Please copy each line of the records below that holds the word "screen".

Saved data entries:
*** Block opens ***
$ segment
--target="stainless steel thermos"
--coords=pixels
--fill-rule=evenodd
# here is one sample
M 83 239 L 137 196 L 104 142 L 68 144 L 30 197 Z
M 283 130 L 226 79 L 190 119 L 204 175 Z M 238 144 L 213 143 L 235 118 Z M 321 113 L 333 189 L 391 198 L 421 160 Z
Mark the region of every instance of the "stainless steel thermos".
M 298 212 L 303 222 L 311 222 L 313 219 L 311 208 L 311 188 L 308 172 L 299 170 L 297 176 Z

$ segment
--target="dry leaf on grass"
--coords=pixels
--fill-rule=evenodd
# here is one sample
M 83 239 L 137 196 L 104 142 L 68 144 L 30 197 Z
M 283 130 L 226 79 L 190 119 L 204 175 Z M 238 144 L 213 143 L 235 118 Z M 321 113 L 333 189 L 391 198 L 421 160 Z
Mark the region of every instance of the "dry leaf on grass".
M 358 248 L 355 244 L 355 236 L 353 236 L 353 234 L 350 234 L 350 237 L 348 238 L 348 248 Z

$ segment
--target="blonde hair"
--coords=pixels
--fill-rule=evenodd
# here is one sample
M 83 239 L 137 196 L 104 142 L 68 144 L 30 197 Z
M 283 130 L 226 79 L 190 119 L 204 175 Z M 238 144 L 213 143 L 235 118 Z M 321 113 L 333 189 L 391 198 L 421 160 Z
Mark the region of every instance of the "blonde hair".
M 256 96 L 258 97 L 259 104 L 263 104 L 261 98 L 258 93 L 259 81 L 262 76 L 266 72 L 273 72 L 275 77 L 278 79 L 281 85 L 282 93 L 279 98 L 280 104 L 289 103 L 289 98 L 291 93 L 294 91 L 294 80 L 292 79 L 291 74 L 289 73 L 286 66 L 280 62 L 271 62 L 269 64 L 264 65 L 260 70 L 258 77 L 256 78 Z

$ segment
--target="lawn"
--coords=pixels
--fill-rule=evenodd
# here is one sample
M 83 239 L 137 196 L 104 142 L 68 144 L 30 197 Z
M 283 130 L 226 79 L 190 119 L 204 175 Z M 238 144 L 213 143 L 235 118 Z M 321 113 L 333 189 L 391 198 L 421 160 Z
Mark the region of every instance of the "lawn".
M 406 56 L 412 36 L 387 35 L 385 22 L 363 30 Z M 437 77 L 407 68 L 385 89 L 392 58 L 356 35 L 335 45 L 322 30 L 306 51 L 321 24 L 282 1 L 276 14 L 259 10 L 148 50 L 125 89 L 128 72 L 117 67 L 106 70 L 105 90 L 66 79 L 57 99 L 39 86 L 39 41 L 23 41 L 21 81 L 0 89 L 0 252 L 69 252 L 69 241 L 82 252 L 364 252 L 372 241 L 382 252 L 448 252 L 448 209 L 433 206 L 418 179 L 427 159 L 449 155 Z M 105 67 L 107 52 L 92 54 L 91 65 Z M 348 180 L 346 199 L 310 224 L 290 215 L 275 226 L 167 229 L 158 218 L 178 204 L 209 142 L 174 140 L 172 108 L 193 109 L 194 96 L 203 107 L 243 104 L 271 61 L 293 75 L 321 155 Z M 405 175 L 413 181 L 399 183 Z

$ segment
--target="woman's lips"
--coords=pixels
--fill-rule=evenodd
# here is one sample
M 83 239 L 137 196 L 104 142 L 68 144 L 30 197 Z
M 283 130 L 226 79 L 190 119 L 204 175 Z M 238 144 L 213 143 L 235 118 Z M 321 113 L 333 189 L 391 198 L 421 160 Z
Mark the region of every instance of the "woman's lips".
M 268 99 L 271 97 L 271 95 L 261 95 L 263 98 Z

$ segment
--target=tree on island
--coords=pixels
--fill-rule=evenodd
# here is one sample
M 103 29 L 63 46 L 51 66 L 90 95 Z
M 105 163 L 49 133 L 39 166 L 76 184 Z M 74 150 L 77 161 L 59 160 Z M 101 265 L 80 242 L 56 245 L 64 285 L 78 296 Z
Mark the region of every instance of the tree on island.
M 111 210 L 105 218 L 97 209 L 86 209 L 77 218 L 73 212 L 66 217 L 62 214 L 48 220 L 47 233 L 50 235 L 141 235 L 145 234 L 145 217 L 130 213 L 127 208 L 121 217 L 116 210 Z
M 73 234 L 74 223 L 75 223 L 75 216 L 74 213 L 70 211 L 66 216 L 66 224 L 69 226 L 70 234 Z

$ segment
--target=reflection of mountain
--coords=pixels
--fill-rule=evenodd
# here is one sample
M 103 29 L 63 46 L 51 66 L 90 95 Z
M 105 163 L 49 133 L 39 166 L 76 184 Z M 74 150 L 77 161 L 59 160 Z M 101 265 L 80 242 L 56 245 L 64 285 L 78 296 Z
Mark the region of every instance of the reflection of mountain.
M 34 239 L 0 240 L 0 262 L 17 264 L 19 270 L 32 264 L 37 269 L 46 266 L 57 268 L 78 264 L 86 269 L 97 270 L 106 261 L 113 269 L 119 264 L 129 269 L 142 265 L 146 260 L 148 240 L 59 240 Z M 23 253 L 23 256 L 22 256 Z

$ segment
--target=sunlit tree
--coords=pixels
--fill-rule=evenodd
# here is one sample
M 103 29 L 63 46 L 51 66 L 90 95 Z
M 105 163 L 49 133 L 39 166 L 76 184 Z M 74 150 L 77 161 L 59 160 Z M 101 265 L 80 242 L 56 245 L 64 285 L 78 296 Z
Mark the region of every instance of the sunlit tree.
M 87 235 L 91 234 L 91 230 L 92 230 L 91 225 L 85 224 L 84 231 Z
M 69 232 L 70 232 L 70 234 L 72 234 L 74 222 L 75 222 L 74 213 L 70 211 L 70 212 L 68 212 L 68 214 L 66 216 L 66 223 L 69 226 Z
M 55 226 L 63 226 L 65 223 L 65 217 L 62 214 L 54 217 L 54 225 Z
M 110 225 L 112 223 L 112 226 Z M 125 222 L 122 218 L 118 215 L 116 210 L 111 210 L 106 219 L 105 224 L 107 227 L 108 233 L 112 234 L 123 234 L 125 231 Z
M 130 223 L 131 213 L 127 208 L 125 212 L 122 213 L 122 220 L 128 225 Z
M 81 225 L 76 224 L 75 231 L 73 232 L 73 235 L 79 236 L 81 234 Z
*** Block closes ***
*** Block opens ***
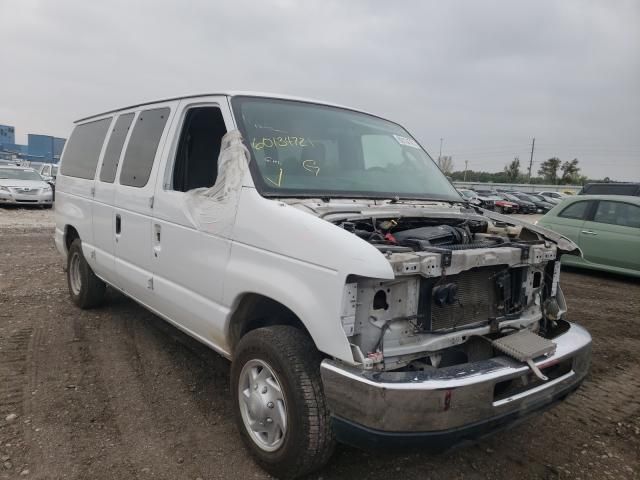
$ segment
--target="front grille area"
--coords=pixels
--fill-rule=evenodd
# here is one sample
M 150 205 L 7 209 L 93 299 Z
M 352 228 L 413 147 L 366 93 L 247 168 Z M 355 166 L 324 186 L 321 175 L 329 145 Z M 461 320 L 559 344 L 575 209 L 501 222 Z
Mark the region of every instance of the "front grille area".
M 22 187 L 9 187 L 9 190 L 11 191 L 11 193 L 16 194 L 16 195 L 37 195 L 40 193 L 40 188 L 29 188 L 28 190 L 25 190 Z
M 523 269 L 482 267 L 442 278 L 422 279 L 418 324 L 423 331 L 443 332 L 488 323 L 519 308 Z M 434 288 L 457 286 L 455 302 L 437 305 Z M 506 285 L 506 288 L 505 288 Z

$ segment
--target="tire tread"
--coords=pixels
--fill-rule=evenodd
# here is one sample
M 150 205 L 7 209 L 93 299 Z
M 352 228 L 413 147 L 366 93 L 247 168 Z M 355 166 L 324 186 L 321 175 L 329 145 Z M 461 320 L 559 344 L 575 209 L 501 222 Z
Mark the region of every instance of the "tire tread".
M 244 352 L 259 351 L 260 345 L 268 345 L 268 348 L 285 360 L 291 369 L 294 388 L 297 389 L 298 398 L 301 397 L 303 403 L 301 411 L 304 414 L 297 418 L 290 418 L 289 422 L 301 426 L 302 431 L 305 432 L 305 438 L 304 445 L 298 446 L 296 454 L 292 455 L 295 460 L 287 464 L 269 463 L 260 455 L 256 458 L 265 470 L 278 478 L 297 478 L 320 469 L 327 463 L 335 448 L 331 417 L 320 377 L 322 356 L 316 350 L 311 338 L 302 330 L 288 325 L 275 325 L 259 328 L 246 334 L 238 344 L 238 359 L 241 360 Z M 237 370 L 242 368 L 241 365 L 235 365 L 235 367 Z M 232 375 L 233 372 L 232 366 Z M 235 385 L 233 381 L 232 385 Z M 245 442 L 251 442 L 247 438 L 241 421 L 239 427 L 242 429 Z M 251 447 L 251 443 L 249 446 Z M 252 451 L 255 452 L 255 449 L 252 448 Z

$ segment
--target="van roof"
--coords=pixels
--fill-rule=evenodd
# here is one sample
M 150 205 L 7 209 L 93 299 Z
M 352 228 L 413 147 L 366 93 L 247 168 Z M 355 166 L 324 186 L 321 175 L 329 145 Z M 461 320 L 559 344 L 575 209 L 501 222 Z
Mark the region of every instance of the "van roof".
*** Block closes ***
*** Block opens ***
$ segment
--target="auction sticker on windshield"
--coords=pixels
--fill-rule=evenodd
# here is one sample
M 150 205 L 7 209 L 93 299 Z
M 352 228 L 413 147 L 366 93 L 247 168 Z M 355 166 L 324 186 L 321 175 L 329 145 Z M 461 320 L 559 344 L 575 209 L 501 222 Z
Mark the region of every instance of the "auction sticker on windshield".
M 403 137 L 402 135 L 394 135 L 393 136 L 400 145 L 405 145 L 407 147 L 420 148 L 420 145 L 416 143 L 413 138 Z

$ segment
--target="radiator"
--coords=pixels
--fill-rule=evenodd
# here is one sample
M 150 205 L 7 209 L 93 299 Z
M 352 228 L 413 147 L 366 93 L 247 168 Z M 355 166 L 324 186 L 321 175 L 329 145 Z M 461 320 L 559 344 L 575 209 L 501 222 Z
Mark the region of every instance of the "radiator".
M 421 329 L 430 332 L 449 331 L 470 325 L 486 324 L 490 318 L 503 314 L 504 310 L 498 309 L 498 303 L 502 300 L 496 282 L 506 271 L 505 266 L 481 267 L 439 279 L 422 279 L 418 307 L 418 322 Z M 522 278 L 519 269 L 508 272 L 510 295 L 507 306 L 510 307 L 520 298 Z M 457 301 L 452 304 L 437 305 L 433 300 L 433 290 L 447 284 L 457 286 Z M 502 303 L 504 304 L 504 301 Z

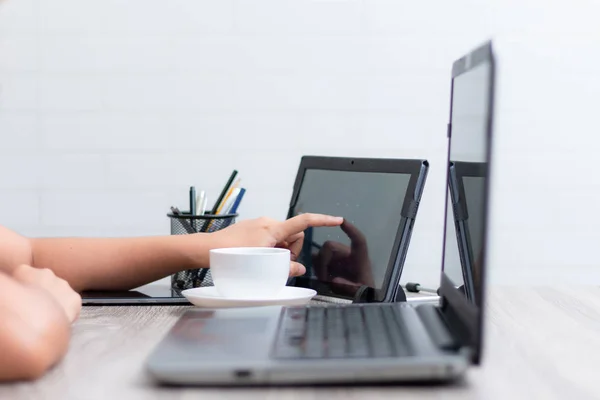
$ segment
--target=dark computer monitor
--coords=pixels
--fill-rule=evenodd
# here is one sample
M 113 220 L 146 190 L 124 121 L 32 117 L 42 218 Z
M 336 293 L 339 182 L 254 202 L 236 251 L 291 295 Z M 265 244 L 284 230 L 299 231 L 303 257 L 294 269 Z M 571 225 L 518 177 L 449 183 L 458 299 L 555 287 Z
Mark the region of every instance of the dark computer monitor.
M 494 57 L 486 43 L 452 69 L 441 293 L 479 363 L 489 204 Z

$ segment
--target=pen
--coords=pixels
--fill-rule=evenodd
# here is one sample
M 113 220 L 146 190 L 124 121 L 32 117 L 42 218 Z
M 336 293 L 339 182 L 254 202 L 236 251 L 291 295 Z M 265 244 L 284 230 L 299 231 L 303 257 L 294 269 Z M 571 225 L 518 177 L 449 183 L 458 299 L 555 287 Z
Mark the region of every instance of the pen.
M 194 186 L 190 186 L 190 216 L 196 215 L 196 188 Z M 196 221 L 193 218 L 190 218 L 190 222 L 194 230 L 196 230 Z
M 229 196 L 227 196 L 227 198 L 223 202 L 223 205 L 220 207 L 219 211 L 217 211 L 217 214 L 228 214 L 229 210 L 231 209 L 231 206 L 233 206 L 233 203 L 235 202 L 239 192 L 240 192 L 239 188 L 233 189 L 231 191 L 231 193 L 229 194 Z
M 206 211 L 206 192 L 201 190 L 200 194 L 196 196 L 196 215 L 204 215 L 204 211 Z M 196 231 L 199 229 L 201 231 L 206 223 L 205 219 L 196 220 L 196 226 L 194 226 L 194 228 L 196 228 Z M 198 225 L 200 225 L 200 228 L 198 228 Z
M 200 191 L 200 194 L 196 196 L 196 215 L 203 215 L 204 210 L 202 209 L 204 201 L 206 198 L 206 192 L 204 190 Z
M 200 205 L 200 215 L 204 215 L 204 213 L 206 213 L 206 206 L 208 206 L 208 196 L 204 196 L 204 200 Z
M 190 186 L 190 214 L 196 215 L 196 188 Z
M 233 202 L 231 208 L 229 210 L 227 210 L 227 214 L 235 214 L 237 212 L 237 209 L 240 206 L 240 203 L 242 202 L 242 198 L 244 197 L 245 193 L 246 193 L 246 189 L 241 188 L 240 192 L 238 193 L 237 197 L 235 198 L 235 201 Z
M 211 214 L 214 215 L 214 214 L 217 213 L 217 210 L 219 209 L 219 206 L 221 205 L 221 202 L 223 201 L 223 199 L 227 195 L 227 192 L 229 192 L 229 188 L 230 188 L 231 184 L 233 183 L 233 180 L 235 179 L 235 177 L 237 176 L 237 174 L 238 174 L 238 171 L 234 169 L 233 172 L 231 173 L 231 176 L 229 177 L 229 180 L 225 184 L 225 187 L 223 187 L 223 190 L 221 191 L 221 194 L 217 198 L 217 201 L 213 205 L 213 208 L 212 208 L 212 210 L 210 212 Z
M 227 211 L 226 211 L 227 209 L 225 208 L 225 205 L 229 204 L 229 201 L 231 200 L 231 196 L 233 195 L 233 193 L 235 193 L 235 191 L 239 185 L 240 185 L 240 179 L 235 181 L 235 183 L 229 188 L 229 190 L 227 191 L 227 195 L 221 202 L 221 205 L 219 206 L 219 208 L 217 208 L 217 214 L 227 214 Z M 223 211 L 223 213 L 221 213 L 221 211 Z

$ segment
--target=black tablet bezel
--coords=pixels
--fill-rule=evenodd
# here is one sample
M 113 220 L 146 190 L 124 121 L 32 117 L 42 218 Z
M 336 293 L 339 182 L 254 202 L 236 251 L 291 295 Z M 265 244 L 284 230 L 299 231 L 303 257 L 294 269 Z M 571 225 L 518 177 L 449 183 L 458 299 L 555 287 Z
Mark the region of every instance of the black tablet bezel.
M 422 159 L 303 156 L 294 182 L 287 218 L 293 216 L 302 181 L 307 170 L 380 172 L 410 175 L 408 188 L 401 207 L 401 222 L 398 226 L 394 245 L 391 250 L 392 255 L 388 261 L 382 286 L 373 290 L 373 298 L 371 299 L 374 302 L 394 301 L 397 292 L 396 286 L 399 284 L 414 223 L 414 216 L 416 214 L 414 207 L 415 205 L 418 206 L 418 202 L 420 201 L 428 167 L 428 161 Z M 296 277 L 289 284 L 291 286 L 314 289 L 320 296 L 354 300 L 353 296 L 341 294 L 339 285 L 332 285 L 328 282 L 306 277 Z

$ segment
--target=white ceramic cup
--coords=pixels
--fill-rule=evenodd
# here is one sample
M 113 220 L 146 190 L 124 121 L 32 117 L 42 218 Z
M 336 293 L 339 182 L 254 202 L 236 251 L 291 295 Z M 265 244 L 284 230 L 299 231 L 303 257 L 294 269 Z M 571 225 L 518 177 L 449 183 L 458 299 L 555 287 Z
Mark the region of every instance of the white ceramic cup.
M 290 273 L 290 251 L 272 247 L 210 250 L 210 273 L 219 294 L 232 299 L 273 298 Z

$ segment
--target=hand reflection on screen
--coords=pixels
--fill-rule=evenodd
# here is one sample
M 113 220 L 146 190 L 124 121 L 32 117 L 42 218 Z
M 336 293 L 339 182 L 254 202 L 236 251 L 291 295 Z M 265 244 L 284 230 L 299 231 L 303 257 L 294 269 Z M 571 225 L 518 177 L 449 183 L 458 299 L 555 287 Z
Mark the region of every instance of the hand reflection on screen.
*** Block closes ***
• **TASK OUTPUT**:
--target=hand reflection on screen
Mark the region of every instance of the hand reflection on screen.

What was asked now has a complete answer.